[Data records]
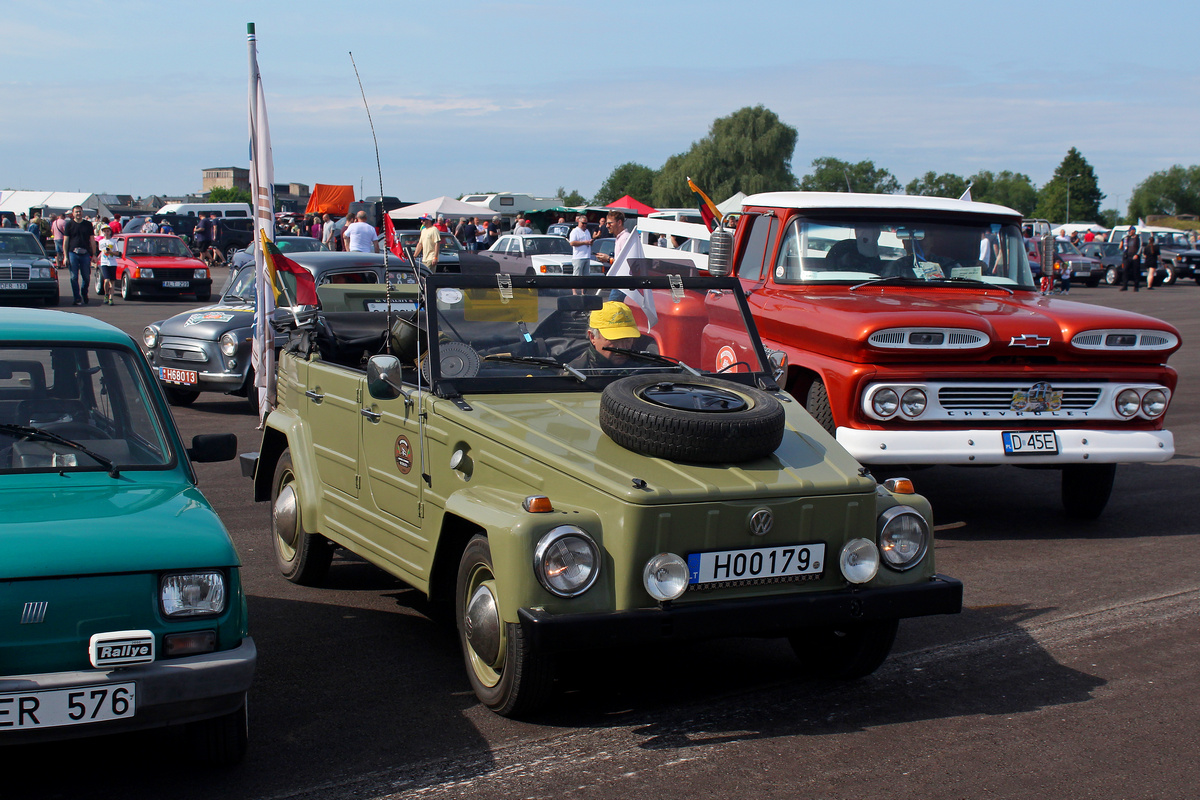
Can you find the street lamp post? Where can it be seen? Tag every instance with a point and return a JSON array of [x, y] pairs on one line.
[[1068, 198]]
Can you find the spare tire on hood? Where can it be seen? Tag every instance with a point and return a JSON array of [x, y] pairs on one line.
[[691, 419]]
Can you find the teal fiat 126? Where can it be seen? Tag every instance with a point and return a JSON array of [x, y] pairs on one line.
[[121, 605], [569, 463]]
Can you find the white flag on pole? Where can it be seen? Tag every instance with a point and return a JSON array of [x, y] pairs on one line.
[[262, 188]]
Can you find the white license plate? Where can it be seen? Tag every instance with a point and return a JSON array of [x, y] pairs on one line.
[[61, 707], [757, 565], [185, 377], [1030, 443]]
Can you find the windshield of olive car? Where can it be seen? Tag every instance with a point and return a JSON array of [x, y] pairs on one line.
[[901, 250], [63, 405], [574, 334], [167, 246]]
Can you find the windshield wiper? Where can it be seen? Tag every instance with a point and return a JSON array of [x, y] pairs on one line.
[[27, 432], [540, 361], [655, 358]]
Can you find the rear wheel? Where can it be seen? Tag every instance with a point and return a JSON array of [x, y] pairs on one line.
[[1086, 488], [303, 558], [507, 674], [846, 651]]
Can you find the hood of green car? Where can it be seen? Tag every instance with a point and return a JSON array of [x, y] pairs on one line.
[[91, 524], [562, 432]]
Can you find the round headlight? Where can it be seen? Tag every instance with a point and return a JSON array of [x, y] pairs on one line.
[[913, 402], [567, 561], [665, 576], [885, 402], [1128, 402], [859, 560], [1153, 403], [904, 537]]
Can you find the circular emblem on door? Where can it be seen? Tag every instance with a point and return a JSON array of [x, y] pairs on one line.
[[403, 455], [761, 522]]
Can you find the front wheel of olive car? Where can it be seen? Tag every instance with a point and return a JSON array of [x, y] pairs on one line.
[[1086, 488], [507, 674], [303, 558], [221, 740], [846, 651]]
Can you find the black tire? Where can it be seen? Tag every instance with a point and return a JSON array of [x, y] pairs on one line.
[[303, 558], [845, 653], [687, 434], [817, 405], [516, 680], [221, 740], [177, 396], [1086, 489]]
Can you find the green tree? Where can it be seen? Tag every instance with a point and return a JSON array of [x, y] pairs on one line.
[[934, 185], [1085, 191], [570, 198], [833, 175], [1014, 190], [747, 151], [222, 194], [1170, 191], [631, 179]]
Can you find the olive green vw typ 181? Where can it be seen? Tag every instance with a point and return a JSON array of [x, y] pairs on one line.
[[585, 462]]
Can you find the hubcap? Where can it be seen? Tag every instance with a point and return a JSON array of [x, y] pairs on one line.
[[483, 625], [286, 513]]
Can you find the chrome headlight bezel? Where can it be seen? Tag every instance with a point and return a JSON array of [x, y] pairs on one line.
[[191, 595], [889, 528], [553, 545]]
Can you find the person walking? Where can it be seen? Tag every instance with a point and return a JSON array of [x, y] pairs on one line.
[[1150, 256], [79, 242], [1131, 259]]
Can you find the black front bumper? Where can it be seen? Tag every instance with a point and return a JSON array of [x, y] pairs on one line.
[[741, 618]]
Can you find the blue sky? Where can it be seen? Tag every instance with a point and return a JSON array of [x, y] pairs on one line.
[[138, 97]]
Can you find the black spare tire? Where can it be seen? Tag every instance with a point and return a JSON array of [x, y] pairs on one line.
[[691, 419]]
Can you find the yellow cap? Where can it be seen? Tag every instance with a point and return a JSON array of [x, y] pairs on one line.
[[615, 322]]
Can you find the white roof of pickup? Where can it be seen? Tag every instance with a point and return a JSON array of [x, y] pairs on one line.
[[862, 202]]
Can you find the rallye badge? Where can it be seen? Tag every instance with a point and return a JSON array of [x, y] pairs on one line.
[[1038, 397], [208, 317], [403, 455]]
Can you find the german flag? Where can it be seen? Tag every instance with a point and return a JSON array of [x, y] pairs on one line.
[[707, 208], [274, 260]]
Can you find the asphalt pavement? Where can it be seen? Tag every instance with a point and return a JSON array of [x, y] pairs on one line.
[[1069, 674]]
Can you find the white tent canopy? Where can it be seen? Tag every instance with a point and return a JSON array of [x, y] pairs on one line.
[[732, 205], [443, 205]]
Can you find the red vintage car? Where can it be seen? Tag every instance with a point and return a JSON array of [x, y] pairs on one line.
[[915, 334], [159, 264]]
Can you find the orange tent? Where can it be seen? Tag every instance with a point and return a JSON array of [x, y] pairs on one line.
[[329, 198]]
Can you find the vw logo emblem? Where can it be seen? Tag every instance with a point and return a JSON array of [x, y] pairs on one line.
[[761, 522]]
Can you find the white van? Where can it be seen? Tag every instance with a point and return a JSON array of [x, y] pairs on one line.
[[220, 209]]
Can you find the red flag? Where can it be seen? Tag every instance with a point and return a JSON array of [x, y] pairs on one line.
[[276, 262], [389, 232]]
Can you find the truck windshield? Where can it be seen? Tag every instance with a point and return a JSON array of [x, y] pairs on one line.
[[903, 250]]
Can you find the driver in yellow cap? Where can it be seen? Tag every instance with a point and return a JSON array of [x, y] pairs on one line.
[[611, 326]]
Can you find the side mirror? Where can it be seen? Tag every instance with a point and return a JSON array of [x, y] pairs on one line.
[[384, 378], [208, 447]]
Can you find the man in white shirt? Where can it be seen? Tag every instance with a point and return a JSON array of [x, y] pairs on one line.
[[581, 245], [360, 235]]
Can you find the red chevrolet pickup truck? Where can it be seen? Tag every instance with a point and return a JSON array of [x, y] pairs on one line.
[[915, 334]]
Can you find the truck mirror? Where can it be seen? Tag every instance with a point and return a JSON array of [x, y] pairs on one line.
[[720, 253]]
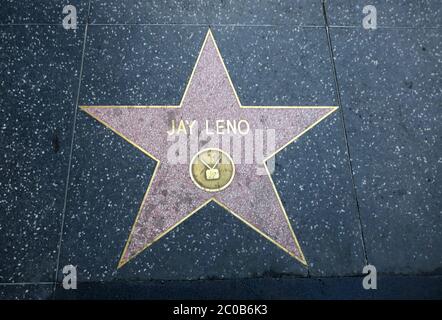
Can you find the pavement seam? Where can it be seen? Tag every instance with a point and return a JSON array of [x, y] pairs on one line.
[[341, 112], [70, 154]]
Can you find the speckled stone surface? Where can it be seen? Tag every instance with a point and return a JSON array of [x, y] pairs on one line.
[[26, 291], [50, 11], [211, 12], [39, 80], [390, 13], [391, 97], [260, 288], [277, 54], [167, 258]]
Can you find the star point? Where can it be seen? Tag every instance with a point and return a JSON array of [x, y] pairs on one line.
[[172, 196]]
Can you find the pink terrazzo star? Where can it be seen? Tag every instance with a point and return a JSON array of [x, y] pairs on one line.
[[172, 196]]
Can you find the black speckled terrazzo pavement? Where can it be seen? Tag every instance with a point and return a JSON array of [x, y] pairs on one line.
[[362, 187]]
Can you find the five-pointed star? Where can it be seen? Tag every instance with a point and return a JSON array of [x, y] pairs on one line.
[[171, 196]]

→ **Brief**
Could you copy out every line of the records above word for word, leaving out the pictures?

→ **Output for this exercise**
Can you find the street lamp post? Where can it be seen? Tag every instance with a point and return a JSON array of [x, y] pairs on one line.
[[1068, 198]]
Can you find the spare tire on hood? Where can it be seen? Tag every instance with a point and return a JSON array of [x, y] pairs on one line.
[[691, 419]]
Can you find the teal fiat 126? Where can it be seen? Tag every instance with a point and return a JSON array of [x, y] pairs on one line.
[[121, 605], [569, 463]]
Can you find the white flag on pole? Where can it be seen? Tag every instance with a point and return a JSON array of [x, y] pairs on one line.
[[262, 188]]
Can you find the white license plate? Where can it be seen? Tag every instance with a point and return a JSON array of [x, y] pairs on one line.
[[61, 707], [757, 565], [185, 377], [1030, 443]]
Can you find the windshield of olive car? Where can it be seen? Tag every instance with a point and return a JSON array of [x, y] pairs on one line.
[[901, 250], [63, 405], [574, 334], [167, 246]]
Can you find the windshield wiper? Where can it be seen? Tag every instance with a point and return a JSON array of [x, y] pairs on one line.
[[27, 432], [540, 361], [655, 358]]
Can you find the rear wheel? Where can it be seen? Tag every instance with a point and return a JSON array of [x, y] pairs on one line.
[[1086, 488], [303, 558], [507, 674], [846, 651]]
Can you find the hood of green car? Where can it be seen? Tag every instance with a point and return a JSON array of [x, y] pairs on one line.
[[91, 524], [562, 432]]
Can you find the round headlight? Where can it be seen? Tag every instance with a point and return a JSON array of [x, y] pairs on one line.
[[913, 402], [567, 561], [665, 576], [885, 402], [1128, 402], [859, 560], [1153, 403], [904, 537]]
Can you find the circular emblem on door? Where can it be seen? Tag every instance with a point and return a JSON array of [x, y] pairs on one line.
[[403, 455], [761, 522]]
Can you find the front wheel of olive car? Where can it be seen? Tag every instance with a point and return a JSON array of [x, y] pairs on one line.
[[1086, 488], [507, 674], [303, 558], [221, 740], [846, 651]]
Can you find the black tire? Where can it be seen? Tag every instance with a point and return a JSON array of [x, y] pairs on one line.
[[303, 558], [845, 653], [687, 434], [817, 405], [516, 680], [221, 740], [177, 396], [1086, 489]]
Can you find the green tree? Where can it be seen? Tag every instance with a point and return a JSON array of [x, y] pairs on one line.
[[934, 185], [1085, 191], [570, 198], [833, 175], [1014, 190], [747, 151], [222, 194], [1170, 191], [631, 179]]
Can you find the olive green vw typ 181? Where can it be seen? Tag every instance with a point and return a JSON array of [x, y] pairs on one line.
[[585, 462]]
Can you find the hubcap? Where can it be seen? Tag every instance with a point and return a JSON array of [x, y] pairs on one line.
[[483, 625], [286, 513]]
Can you find the chrome headlight bezel? Where can it be seen? Tag every instance with a point and return a JSON array of [x, y] pairs on one line.
[[191, 595], [889, 528], [553, 545]]
Can you find the person walking? Where can it be seen? Tag every instance with a point and return a JSON array of [x, y] pairs on one line.
[[1150, 256], [79, 242], [1131, 259]]
Can you find the black front bumper? Where can it be seen? Tag every instance with a point and return a JSON array of [x, y] pairs on one line.
[[741, 618]]
Can you find the blue sky? Where can it be seen? Tag every instance with a point and return a JSON array of [x, y] pairs on one line.
[[138, 97]]
Can you find the black spare tire? Where can it be seen? Tag every instance with a point and return a JSON array of [x, y] pairs on one line.
[[691, 419]]
Can you find the yellow cap? Where can it be seen? Tag every instance with a point and return a JSON array of [x, y] pairs on one line.
[[615, 322]]
Can you find the white roof of pickup? Where can it be seen? Tag every instance with a point and return a JSON array of [x, y] pairs on one line.
[[862, 202]]
Can you find the rallye badge? Where can it be seen? Tag every instance with a point and return a JSON array of [x, y] pairs on one line.
[[1038, 397], [208, 317], [403, 455]]
Can you find the german flag? Where can it be seen? Tag every instance with a point and return a JSON array of [x, y] pairs on one line.
[[707, 208], [274, 260]]
Can you find the asphalt pavement? Where can it be seen? Tag every instance with a point and return a JSON array of [x, y] pairs on one line.
[[1069, 674]]
Can you find the white tent canopy? Where can it be seen? Tag every instance with a point and return a JSON array of [x, y] pairs on one line.
[[732, 205], [443, 205]]
Can you find the red vintage car? Where can it be seen? Tag every instance with a point and return a JSON array of [x, y] pairs on one line.
[[915, 334], [159, 264]]
Can you find the orange tent? Where can it be seen? Tag every instance with a point and return a JSON array of [x, y] pairs on one line.
[[329, 198]]
Can you find the vw logo emblem? Where can it be seen? Tag every instance with a point and return a JSON array of [x, y] pairs on one line.
[[761, 522]]
Can you find the white van? Where can it be seen? Tag every instance with a point and return a JSON array of [x, y] pairs on one line.
[[220, 209]]
Can you find the red flag? Where can it be seen? Tag every instance with a point and return a JSON array of [x, y] pairs on one line.
[[276, 262], [389, 232]]
Can you find the truck windshield? Where can it be seen? Tag every instance with a point and return a JSON array of [x, y] pairs on one line.
[[903, 250]]
Can you find the driver in yellow cap? Where can it be seen? Tag every instance with a point and return a JSON array of [x, y] pairs on one line.
[[611, 326]]
Can you find the side mirror? Where can it be seen? Tag every instance with a point and return a JSON array of [x, y] pairs on one line.
[[384, 378], [208, 447]]
Can you find the man in white shirt? Where can it be seen? Tag every instance with a point and return a JSON array of [x, y] pairs on one line.
[[581, 245], [360, 235]]
Can you find the red chevrolet pickup truck? Where can it be seen? Tag every instance with a point and return a JSON array of [x, y] pairs on one line.
[[915, 334]]
Can you find the truck mirror? Where can it be seen? Tag every instance with a point and return a JSON array of [x, y] pairs on one line.
[[720, 253]]
Can you find the pavement seam? Where can it be seen? Tag every instance with a point and return a JSON array of [x, y] pairs on one line.
[[341, 112], [70, 154]]
Can you find the speckled stone surface? Where can it be seen? Tag every instance with a point and return a JSON array of [x, y] pairs on one line.
[[26, 291], [50, 11], [211, 12], [39, 80], [390, 13], [391, 97], [260, 288], [277, 54], [167, 258]]
Can you find the star point? Where can it be seen? Tag every instance with a point and return a JSON array of [x, y] pairs on one line.
[[172, 196]]
Can you find the pink terrazzo star? Where can it be seen? Tag every instance with a point and return a JSON array of [x, y] pairs on one line.
[[172, 196]]
Can you find the black speckled terrazzo pavement? Where can it be seen? Tag every instance with a point and return a JSON array of [x, y] pairs on one line.
[[362, 187]]
Can you find the five-pointed star? Where can it be seen? Tag every instance with a point and return a JSON array of [x, y] pairs on one line.
[[171, 196]]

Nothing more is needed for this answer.